▶ **Extract**:
OK, so, I tried some new system mounts today, and each time the new
client attempts to mount, the zfs PANIC throws. This from 2 separate
client machines. It seems clear from the responsiveness problem last
week that it is impacting a single OST. After it happens, I power cycle
the OSS because it will not shut down cleanly, and it comes back fine (I
have pre-cycled the system where I tried the mount). The OSS is quiet,
no excessive traffic or load, so that does not match up with some Google
searches I found on this, where the OSS was under heavy load, and a fix
was purported to be found in an earlier version of this zfsonlinux. The
OST I suspect of being at the heart of this is always the last to finish
connecting as evidenced by the "lcdl dl" count of connections.
As I don't know what else to do, I am draining this OST and will
reformat/re-create it upon completion using spare disks. It would be
nice though if someone had a better way to fix this, or could truly
point to a reason why this is consistently happening now.

▶ **Task material**:
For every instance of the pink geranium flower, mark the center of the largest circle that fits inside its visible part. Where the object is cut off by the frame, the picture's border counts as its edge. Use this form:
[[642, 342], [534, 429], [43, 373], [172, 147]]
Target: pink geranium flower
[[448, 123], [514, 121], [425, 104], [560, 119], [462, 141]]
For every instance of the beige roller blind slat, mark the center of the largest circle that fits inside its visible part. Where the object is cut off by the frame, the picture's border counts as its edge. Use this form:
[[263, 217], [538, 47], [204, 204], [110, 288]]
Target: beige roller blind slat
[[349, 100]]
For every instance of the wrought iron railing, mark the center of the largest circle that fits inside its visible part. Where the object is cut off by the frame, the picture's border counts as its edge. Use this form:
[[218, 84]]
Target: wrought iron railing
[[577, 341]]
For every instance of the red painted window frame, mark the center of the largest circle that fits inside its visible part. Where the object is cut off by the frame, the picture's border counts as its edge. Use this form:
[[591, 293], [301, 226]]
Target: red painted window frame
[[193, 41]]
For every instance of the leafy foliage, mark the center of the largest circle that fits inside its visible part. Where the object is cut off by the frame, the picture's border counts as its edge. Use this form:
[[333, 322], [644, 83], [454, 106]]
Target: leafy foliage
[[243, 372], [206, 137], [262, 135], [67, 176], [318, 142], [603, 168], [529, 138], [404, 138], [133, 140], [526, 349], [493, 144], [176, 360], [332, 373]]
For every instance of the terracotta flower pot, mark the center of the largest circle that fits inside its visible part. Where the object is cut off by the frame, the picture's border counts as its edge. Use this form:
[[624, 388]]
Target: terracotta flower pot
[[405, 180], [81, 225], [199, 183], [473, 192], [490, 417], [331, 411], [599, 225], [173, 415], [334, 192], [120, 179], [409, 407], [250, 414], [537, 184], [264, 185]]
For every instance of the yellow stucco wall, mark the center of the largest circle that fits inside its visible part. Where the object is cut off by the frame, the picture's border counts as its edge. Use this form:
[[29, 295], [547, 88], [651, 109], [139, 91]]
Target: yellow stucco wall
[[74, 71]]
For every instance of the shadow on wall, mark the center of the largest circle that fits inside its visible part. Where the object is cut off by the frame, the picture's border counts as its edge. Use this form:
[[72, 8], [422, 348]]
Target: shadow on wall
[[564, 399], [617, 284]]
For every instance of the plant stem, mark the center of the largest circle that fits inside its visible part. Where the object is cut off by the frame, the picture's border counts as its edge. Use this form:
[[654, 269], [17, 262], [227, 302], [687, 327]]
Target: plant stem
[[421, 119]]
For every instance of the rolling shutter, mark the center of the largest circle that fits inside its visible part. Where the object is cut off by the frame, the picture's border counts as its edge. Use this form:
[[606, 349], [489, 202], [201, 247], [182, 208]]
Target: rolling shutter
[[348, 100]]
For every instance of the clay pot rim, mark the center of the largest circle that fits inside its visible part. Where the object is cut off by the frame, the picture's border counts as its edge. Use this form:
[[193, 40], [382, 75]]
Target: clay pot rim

▶ **Task requirements**:
A. Rescale the listing from the line containing "For every instance of the shadow" through the end of the listing, both ends included. Copy every line, requests included, but multiply only the point coordinates in the answers by 1.05, rounding to whole numbers with halves going up.
B. Continue the forum post about the ZFS panic on client mounts from where it stops.
The listing is unrelated to the forum post.

▶ **The responses**:
A.
For every instance of the shadow on wall, mark the center of the largest circle that fits inside its visible part. Where the object is cut off by the frame, the picture's border counts as its edge. Use this form:
[[72, 8], [422, 348]]
Target: shadow on wall
[[592, 419], [648, 298]]
For every instance of the plant stem, mark the center of the largest circle that fits inside its visible part. Where the object is cut off by the frame, the picture's border counts as its edge. Use this form:
[[654, 269], [17, 262], [227, 302], [687, 327]]
Target: plant stem
[[442, 125]]
For every instance of the rolling shutter, mark the center of the largest circle that fits inside its visible part. Where the object is cut off by the frame, the picture's border counts as its edge. Use this form:
[[606, 349], [489, 202], [201, 247], [182, 208]]
Target: rolling shutter
[[365, 105]]
For every instance of the clay pot rim, mark the center of the largest circle that fits inside its visible part. Where the object is cut off by the frame, the picture's border counts as its edge. Use this form:
[[193, 40], [382, 75]]
Target: clay pot rim

B.
bob
On 2/10/2017 11:23 AM, Bob Ball wrote:
Well, I find this odd, to say the least. All of this below was from
yesterday, and persisted through a couple of reboots. Today, shortly
after I sent this, I found all the disks idle, but this one OST out of
6 totally unresponsive, so I power cycled the system, and it came up
just fine. No issues, no complaints, responsive.... So I have no
idea why this healed itself.
Can anyone enlighten me?
I _think_ that what triggered this was adding a few more client mounts
of the lustre file system. That's when it all went wrong. Is this
helpful? Or just a coincidence? Current state:
18 UP obdfilter umt3B-OST000f umt3B-OST000f_UUID 403
bob
On 2/10/2017 9:39 AM, Bob Ball wrote:
Hi,
I am getting this message
PANIC: zfs: accessing past end of object 29/7 (size=33792
access=33792+128)
The affected OST seems to reject new mounts from clients now, and the
lctl dl count of connections to the obdfilter process increases, but
does not seem to decrease?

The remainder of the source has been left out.